WHAT TO PRODUCE
Count the rows below that contain the word "cliff". Reply with only the number.

RAW RECORDS
== == ==
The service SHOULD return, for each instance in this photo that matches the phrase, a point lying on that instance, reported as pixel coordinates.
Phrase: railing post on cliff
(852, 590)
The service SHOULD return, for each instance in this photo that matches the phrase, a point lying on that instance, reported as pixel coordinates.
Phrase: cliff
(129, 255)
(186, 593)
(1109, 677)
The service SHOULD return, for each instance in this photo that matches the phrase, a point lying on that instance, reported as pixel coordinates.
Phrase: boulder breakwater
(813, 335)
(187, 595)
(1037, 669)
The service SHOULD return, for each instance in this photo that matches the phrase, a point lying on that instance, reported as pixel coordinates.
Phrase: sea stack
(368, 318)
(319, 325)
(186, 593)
== == ==
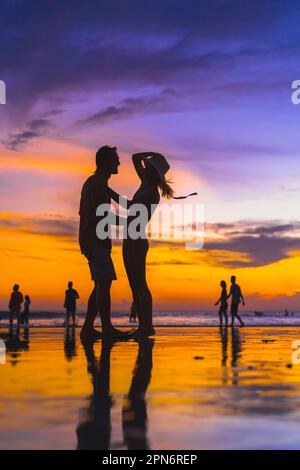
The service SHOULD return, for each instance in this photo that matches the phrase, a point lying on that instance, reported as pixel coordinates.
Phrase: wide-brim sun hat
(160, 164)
== == ==
WRITTEN RESPONSE
2